## Exercise prompt
Transcribe each of the items below verbatim, leaving out the pictures.

-------- Records for processing --------

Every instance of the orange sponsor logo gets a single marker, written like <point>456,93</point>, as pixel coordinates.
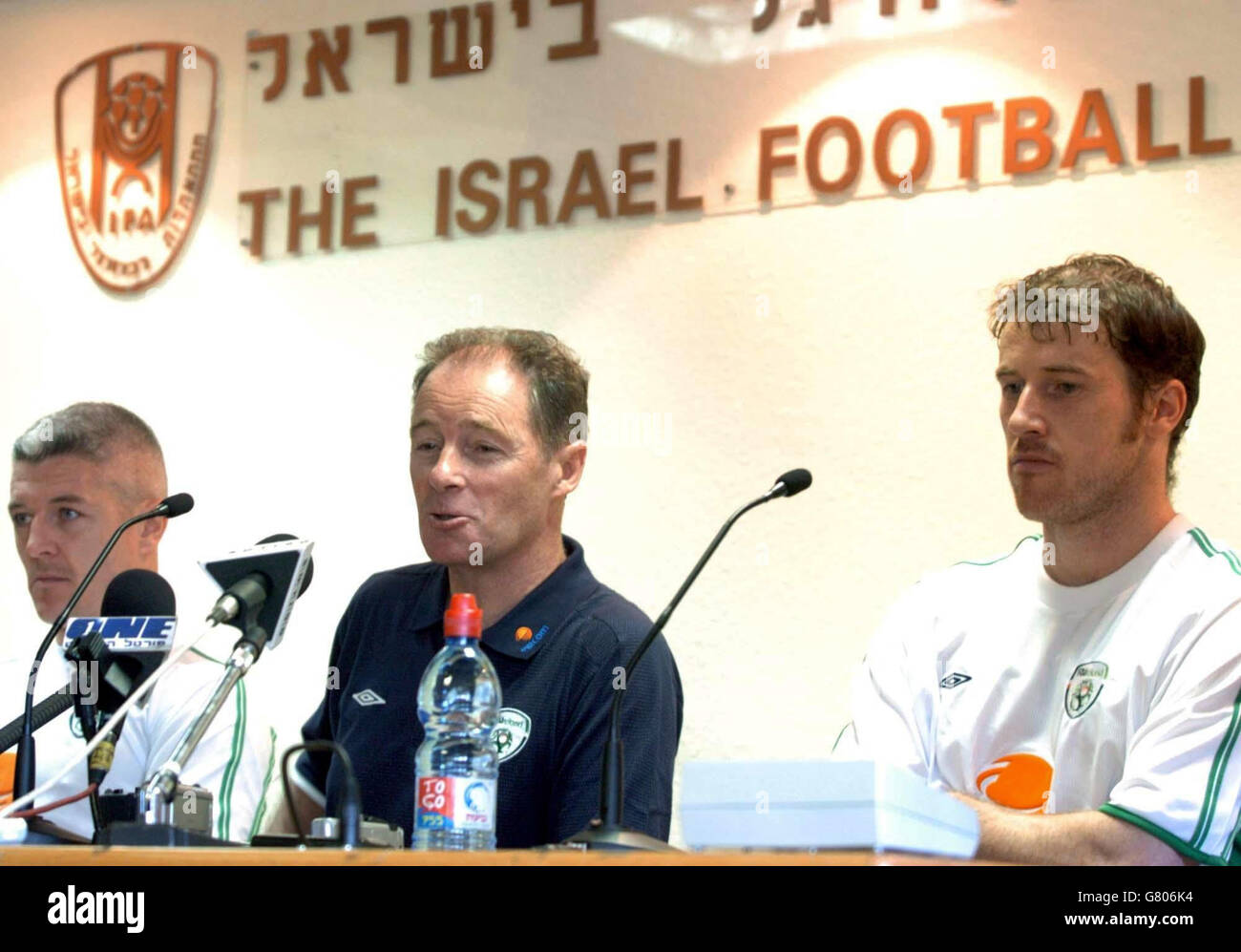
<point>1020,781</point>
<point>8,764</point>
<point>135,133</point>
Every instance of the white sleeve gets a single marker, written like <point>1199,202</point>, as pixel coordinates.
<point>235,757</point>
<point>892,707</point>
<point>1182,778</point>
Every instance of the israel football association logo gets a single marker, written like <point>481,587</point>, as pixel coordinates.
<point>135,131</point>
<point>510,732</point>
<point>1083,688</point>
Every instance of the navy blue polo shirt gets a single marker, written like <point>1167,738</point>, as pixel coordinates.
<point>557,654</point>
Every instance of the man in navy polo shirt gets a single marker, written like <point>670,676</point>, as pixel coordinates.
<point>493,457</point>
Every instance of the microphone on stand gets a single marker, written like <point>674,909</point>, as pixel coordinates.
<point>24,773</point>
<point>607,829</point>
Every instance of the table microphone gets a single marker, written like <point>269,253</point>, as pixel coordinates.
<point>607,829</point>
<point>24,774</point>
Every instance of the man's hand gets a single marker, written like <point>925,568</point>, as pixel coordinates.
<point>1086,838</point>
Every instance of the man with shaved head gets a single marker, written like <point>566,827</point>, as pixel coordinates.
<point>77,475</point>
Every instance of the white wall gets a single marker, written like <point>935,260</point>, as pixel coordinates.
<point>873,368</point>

--------

## Answer to the exercise
Every instance of the orange sponsor logo gets a single marker, written like <point>456,93</point>, as pixel coordinates.
<point>1020,781</point>
<point>8,764</point>
<point>135,133</point>
Every instance of the white sleeve gets a single marker, written like <point>1199,202</point>, as pixel coordinates.
<point>235,757</point>
<point>892,707</point>
<point>1182,778</point>
Every instance of the israel football association logo gets a single marker, written like <point>481,587</point>, as pixel coordinates.
<point>135,131</point>
<point>510,732</point>
<point>1083,688</point>
Every instance of the navy blue polo shirt gets a single marker, written like <point>1167,738</point>, as pixel coordinates.
<point>557,654</point>
Every instance of the man in navy polo shirt gets a single marker, written like <point>670,676</point>, as pixel coordinates.
<point>493,457</point>
Every instance of the microphone on stand gets a single marker, written like <point>674,909</point>, as pixel coordinates.
<point>24,773</point>
<point>607,829</point>
Every instance of the table microphone gets a single marker, written like <point>269,253</point>, as pixel coordinates.
<point>607,829</point>
<point>24,774</point>
Every instance of the man's hand gets a single marker, written like <point>925,568</point>, as pixel coordinates.
<point>1086,838</point>
Every instance of the man with shaved head gets a single marker, written like <point>566,827</point>, as pixel coordinates.
<point>77,475</point>
Every instance of the white wall gets a single marker, written like <point>935,260</point>, as pixel coordinates.
<point>873,368</point>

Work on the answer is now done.